Repeat verbatim the lines of the data below, beginning with the line containing "Target: steel support strut" and continuing to the end.
##### SUPPLIED RECORDS #####
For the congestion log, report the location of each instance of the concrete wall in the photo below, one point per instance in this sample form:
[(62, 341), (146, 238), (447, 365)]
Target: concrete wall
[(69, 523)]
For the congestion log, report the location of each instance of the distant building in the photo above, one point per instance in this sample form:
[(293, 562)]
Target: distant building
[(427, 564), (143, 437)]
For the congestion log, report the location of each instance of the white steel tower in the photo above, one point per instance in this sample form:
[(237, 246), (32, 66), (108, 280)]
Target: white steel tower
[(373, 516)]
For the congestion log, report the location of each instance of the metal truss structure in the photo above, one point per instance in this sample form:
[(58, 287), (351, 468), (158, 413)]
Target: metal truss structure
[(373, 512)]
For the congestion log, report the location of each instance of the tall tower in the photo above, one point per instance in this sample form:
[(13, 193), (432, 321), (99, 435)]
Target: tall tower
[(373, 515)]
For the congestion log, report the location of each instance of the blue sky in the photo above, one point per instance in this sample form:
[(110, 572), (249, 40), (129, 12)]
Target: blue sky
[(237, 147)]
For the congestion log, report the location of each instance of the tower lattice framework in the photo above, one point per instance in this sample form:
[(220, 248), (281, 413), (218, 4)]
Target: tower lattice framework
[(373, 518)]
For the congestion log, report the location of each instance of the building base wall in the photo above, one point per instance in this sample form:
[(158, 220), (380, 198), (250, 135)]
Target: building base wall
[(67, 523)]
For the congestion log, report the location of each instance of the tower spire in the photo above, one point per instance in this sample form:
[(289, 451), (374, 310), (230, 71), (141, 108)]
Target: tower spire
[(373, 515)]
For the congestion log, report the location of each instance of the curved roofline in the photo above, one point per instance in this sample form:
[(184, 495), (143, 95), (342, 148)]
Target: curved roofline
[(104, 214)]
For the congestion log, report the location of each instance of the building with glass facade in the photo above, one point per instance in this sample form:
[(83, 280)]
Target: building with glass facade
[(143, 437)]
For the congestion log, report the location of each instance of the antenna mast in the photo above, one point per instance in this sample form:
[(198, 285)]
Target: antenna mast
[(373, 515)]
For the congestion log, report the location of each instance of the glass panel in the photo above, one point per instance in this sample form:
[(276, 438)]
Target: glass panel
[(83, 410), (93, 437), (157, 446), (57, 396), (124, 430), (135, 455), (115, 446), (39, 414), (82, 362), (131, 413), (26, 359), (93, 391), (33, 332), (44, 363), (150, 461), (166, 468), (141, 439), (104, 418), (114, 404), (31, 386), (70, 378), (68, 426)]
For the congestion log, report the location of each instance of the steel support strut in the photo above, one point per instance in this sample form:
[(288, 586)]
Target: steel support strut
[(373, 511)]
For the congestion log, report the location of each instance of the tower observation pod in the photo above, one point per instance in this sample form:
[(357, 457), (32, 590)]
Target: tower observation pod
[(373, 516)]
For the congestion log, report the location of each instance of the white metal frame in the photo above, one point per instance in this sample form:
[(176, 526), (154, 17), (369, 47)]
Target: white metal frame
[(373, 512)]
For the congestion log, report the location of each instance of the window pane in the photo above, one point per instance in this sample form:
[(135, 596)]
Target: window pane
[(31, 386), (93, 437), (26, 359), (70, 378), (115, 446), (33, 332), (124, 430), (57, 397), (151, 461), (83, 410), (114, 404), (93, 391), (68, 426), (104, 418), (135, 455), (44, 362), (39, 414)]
#####
- **RESULT OF THE EXERCISE**
Target: steel support strut
[(373, 511)]
For the congestion log, report the location of each instance of the tower observation pod in the photo above, one point per instance in this sample form:
[(357, 457), (32, 590)]
Target: tower observation pod
[(373, 516)]
For the congestion log, report the location of each instance of the white metal frame in the photo above, one point per instance in this sample form:
[(176, 526), (154, 17), (369, 47)]
Target: white metal frame
[(373, 512)]
For the congestion log, report the location of each instance of the window pane in the photo above, one point per instance in this sample form:
[(135, 596)]
Target: window pane
[(31, 386), (93, 437), (26, 359), (70, 378), (115, 446), (33, 332), (124, 430), (57, 397), (151, 461), (83, 410), (114, 404), (93, 391), (68, 426), (104, 418), (135, 455), (44, 362), (39, 414)]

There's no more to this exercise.